■ Source ■
-=-=-

Venezuelan Uzcategui Makes His Presence Known with Big Right Hand Photo by Renzo Novara

Venezuelan Uzcategui Makes His Presence Known with Big Right Hand Photo by Renzo Novara

Uzcategui, who before this fight had never faced anyone of consequence, took control early as he used his superior reach to box from the outside and keep Medina at bay. Medina looked to be taking his time warming up as he kept up with Uzcategui but didn’t score or much less throw anything meaningful in the first couple of rounds. “Porky” gradually began to throw his hands more and close off the ring to the still boxing Venezuelan. As Medina began to throw more, Uzcategui was able to show his defense as he bobbled his head and used his waist to slip the wide power punches from Medina.

Medina was not undeterred as he kept coming forward, flat footed with a minimal movement but steady and was able at times to trap “Bolivita” against the ropes and score to the body. “Porky” kept pushing forward and seemed to be turning the tide in the seventh and eight rounds as he took the fight to the inside but Uzcategui was able to right the ship in the last two rounds as he went back to boxing. In the ninth, Uzcategui looked to go for the finish as he threw and landed huge haymakers to the head of Medina. Medina blocked most of them but looked on wobbly legs. Frustrated with the movement of his opponent, Medina clinched and often in the tenth and final round as well as landing a great upper cut to the crotch of Uzcategui. Referee Juan Morales Lee had no choice but to take a point off.

The deduction made no difference as Uzcategui took the win with scores of 97-92 two times and 96-93.

Korobov Stops the “Horse”

-=-=-

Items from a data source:
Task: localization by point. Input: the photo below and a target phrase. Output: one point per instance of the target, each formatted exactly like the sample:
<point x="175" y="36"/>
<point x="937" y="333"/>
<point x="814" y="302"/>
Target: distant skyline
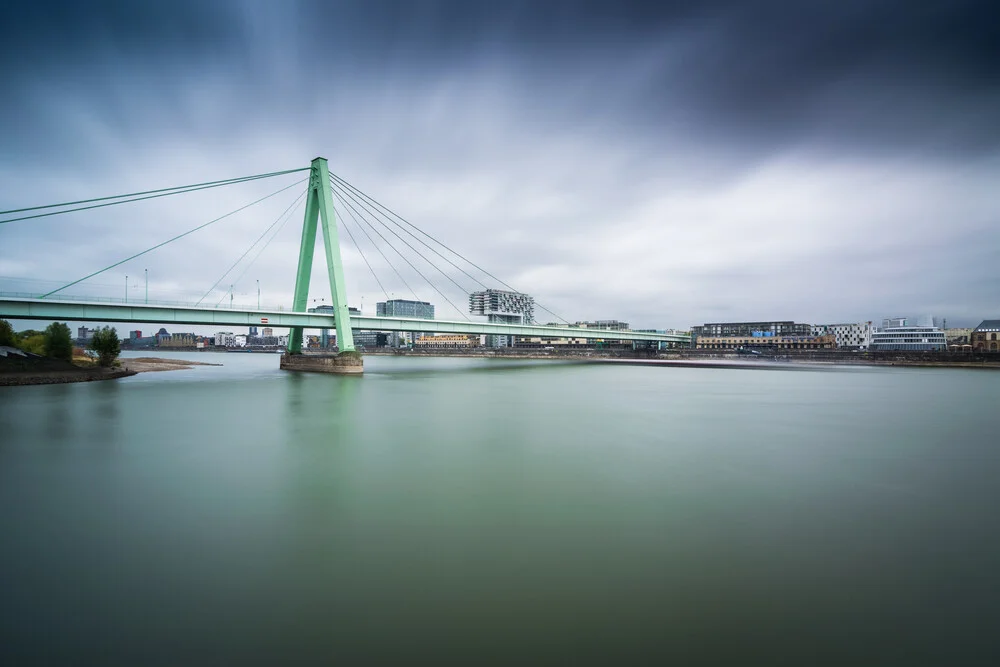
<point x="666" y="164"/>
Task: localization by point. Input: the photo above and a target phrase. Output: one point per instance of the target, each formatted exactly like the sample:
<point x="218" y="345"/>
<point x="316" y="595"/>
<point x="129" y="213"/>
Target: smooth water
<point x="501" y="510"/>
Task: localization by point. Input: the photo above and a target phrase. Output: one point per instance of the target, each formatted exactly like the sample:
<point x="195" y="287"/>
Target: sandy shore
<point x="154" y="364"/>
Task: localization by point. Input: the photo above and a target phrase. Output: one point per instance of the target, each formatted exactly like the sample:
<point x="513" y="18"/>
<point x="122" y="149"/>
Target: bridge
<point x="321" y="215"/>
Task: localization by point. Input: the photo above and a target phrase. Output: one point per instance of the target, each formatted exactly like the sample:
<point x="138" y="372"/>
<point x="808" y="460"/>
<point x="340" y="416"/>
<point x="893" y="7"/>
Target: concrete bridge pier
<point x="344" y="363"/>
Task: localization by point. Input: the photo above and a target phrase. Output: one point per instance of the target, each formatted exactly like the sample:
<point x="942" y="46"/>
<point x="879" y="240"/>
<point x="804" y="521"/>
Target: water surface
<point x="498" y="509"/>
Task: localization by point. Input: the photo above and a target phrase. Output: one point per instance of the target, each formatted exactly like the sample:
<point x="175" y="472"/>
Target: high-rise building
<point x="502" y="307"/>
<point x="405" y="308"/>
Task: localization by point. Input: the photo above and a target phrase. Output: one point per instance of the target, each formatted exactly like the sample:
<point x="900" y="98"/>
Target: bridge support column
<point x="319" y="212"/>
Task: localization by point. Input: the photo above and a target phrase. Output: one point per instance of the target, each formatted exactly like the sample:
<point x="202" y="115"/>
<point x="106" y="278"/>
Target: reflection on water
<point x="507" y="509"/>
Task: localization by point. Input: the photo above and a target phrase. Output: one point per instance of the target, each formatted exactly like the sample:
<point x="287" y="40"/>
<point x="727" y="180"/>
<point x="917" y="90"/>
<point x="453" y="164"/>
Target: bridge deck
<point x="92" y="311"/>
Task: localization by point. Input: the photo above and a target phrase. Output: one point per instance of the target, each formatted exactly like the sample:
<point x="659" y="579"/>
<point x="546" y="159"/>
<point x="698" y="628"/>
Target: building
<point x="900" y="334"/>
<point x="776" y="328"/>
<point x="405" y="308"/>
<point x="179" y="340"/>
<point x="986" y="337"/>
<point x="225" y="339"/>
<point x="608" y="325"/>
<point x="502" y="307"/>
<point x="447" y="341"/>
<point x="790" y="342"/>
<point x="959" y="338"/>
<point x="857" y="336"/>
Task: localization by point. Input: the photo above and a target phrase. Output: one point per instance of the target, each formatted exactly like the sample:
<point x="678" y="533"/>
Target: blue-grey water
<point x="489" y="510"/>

-=-=-

■ Exercise set ■
1. According to the boxing report, why did Medina clinch in the tenth and final round?
2. Count the lines of the records that contain the string "building". Case counts.

■ Results ■
1. Medina clinched because he was frustrated with Uzcategui's movement.

2. 2